» WRITTEN INSTRUCTION:
Rewrite the listing below with "a single pair on each line" changed to "one pair per line" throughout, leaving everything else as it is.

» DATA TO USE:
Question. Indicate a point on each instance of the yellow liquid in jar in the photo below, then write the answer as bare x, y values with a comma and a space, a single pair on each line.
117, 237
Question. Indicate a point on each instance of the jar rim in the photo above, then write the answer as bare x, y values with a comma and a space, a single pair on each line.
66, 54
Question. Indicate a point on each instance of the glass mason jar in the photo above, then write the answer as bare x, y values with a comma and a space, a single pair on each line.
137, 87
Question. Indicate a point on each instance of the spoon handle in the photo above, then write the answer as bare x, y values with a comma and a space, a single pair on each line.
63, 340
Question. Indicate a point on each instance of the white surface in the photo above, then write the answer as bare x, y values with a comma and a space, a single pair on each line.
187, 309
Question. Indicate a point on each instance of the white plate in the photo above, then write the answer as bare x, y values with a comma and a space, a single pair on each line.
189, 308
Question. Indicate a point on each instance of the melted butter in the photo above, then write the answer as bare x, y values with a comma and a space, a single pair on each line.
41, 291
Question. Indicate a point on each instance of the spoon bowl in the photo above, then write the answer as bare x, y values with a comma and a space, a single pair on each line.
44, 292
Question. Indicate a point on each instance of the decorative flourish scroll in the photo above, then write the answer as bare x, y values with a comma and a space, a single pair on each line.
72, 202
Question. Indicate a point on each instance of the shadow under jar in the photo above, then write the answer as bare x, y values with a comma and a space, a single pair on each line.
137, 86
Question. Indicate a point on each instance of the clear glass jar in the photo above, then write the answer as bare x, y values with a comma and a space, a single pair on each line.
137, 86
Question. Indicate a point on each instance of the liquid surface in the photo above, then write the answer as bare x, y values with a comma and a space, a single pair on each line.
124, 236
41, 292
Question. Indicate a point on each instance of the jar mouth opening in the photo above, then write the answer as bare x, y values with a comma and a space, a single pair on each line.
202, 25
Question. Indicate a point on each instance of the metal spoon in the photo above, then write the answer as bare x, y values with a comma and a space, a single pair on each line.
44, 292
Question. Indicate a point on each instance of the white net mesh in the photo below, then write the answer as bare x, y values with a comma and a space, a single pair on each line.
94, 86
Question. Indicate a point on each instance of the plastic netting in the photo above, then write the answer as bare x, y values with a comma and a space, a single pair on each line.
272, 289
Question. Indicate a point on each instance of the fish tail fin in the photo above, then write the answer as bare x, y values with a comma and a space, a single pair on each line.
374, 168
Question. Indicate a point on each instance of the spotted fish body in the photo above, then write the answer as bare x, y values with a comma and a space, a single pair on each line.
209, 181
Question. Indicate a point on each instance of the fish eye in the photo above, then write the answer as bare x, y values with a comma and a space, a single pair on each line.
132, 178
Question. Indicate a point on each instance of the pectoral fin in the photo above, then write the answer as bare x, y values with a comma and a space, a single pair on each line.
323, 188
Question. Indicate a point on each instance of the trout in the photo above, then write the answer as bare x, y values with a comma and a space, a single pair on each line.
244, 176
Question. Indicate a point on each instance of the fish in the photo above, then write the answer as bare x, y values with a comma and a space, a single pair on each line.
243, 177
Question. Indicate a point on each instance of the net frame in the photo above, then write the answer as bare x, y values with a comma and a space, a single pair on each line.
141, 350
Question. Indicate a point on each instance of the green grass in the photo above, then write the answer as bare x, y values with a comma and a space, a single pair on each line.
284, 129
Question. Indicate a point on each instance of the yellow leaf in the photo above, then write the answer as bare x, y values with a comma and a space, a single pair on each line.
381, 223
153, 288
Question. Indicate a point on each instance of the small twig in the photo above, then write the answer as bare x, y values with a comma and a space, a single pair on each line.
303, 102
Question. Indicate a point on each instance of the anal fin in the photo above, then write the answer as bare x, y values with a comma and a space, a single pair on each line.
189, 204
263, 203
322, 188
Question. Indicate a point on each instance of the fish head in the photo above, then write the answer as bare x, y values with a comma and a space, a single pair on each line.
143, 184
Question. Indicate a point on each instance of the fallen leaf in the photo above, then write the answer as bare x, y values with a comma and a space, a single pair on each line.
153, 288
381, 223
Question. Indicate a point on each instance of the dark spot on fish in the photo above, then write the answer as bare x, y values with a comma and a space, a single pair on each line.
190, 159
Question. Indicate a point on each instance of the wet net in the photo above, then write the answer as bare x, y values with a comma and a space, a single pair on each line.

» FINAL RESULT:
Question. Indicate a point on each instance of the yellow liquid in jar in the photo below, then write the answer as bare x, y values with a comma and a space, one pair per line.
117, 237
Question. Indicate a point on each instance of the jar rim in the photo above, then write the answer as bare x, y values with a comma and a space, one pair per line.
66, 54
Question. Indicate a point on each instance of the glass mason jar in the photo above, then write the answer as bare x, y values with a comma and a space, one pair per line.
137, 87
Question. Indicate a point on each instance of the spoon handle in the photo above, then write the answer as bare x, y values with a comma and a space, one pair per line.
63, 340
Question. Indicate a point on each instance of the white surface in the photo above, then write the answer as bare x, y values with a comma and a space, one pair per line.
187, 309
Question. Indicate a point on each instance of the white plate in the photo above, then write the answer as bare x, y values with a comma and a space, one pair per line.
189, 308
Question. Indicate a point on each instance of the melted butter in the photo above, then write the answer as bare x, y values with a comma and a space, one pair per line.
41, 291
Question. Indicate a point on each instance of the spoon bowl in the photo above, then write the answer as bare x, y values with a comma and a space, one pair per line.
44, 292
Question. Indicate a point on each instance of the decorative flourish scroll in the photo above, then write the answer as bare x, y values with a comma and a space, one pair per line.
72, 202
Question. Indicate a point on each instance of the shadow under jar in the photo above, then write the answer as bare x, y values with a comma and a space, one pair per line.
137, 86
Question. Indicate a point on each instance of the clear glass jar in the photo above, then write the answer as bare x, y values with a comma and a space, one pair per line.
137, 86
Question. Indicate a point on each instance of the liquid surface in the photo above, then write the answer as bare x, y values with a comma and a space, one pair per line.
124, 236
41, 292
Question. Indicate a point on each instance of the jar mouth opening in the photo above, then write the answer as bare x, y values with a comma and a space, one pair per line.
202, 25
Question. Indicate a point on each instance of the metal spoon in the photo above, then write the answer as bare x, y values with a comma and a space, one pair per line.
44, 292
Question. Indicate a point on each instance of the white net mesh in the photo below, then write the answer as bare x, y values with a comma and a space, one pair per line.
94, 86
Question. Indicate a point on each instance of the plastic netting in the photo above, then write the answer as bare x, y values with a comma and a space, one pair per line.
272, 289
Question. Indicate a point on each instance of the fish tail fin in the photo above, then write the answer as bare x, y values with a comma and a space, one pair per line.
374, 168
Question. Indicate a point on each instance of the spotted fish body in the photo above, then write the answer as bare x, y values with a comma and a space, one pair per line.
209, 181
Question. Indicate a point on each instance of the fish eye in the photo above, then write the answer as bare x, y values with a comma and a space, one pair per line.
132, 178
Question. Indicate a point on each instance of the pectoral fin in the photo above, then write the answer as bare x, y values with a comma and a space, one pair per line.
323, 188
Question. Indicate a point on each instance of the trout in the photo above, then write the answer as bare x, y values with a comma and a space, one pair per line.
244, 176
Question. Indicate a point on each instance of the fish in the photo above, then write the answer as bare x, y values with a comma and a space, one pair per line.
243, 177
Question. Indicate a point on each instance of the net frame in the photo above, then write the answer as bare x, y values with a comma and a space, one pair per line.
141, 350
Question. Indicate a point on each instance of the green grass in the photo above, then write the answer as bare x, y values with a comma and a space, one pair per line.
284, 129
Question. Indicate a point on each instance of the yellow leaf in the photo above, then write the answer as bare x, y values with a comma and a space, one pair per line.
381, 223
153, 288
Question. Indicate a point on each instance of the small twig in the photo above, then write the answer as bare x, y values with a comma and a space, one pair per line.
303, 102
Question. Indicate a point on each instance of the anal fin in the photo above, then write the answer as bare x, y values with a comma and a space, one pair per line.
189, 204
263, 203
322, 188
Question. Indicate a point on each instance of the fish head in the photo above, then write the answer as bare x, y values with a comma and a space, one pair per line.
143, 184
Question. Indicate a point on each instance of the fallen leaf in the photo above, then write the answer as bare x, y values with a comma and a space, one pair per line.
153, 288
381, 223
Question. Indicate a point on each instance of the dark spot on fish in the photo above, then write the answer as bare x, y values with a comma and a space, one pair per line.
190, 159
Question. Indicate a point on each instance of the wet net in the photo above, then write the answer as bare x, y values with a comma and a space, one pair per line.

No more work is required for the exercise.